INPUT DATA:
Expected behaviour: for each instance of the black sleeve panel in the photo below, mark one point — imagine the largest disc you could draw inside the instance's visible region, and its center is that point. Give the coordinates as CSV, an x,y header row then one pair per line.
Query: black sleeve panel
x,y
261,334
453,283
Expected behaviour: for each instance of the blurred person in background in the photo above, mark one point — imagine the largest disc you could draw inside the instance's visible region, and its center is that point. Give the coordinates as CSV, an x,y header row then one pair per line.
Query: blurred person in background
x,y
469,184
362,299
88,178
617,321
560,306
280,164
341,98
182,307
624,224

* * *

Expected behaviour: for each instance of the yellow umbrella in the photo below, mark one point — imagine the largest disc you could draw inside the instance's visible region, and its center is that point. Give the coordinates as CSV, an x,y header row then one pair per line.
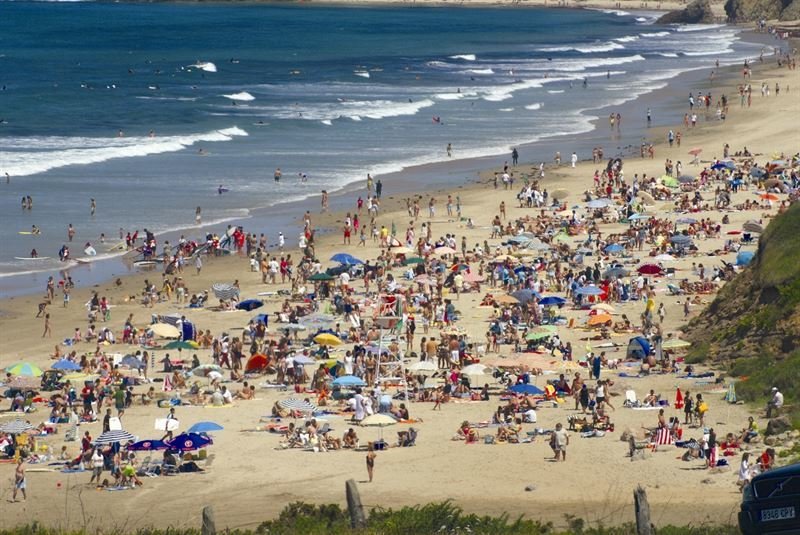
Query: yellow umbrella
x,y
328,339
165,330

EXERCISE DIRECTIONS:
In the listing above, find the line containing "Query: black sleeve panel" and the line containing "Expected behaviour: for each instance of the blurred", then repeat those two lines and everything between them exactly.

ANSWER SPACE:
Query: black sleeve panel
x,y
261,334
453,283
Expected behaviour: for each instance of the blurred person in background in the photo above, mark one point — imagine the largest disc you could draw inside the instance's visible region, and its center is that point. Give the coordinates as CSV, an x,y header row then one pair per line.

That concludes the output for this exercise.